- **Work to be completed**
Select the lines below containing the word "each".

- **Entries provided**
^^^^^^^^^^^^^^^^

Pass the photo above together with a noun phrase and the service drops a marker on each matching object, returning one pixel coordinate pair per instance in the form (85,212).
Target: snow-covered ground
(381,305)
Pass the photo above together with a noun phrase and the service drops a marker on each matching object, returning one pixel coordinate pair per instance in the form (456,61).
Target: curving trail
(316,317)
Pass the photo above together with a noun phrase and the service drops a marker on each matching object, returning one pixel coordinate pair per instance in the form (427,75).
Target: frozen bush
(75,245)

^^^^^^^^^^^^^^^^

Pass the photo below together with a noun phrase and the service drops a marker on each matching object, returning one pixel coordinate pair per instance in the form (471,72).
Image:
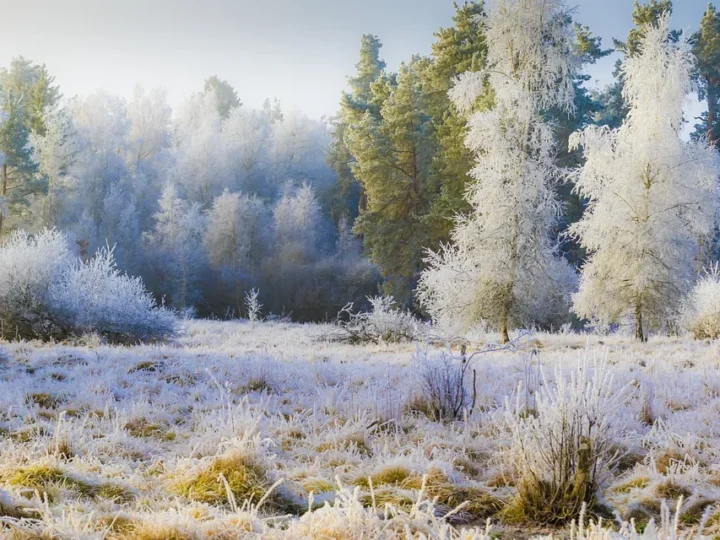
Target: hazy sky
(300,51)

^^^^^^^^^^^^^^^^

- **Written response**
Pass the photo above together with a noun phrase and the service drops a marker on each matching object, returning one pixel coordinate pair per instance in the form (85,212).
Pass the photo above together with a noun phrase and the service drops a marker on each matching object, returning one pixel coordinate pair per instance in the form (456,61).
Pass the photo above together with a noun phrase and the service drops a marker on each matching object, returning one pixel coordinate pair per instance in the form (427,75).
Pass the photo below together with a noun phrase and the service drops a marker on each matching object, returning one pixel coordinate pair per instance in the form (471,72).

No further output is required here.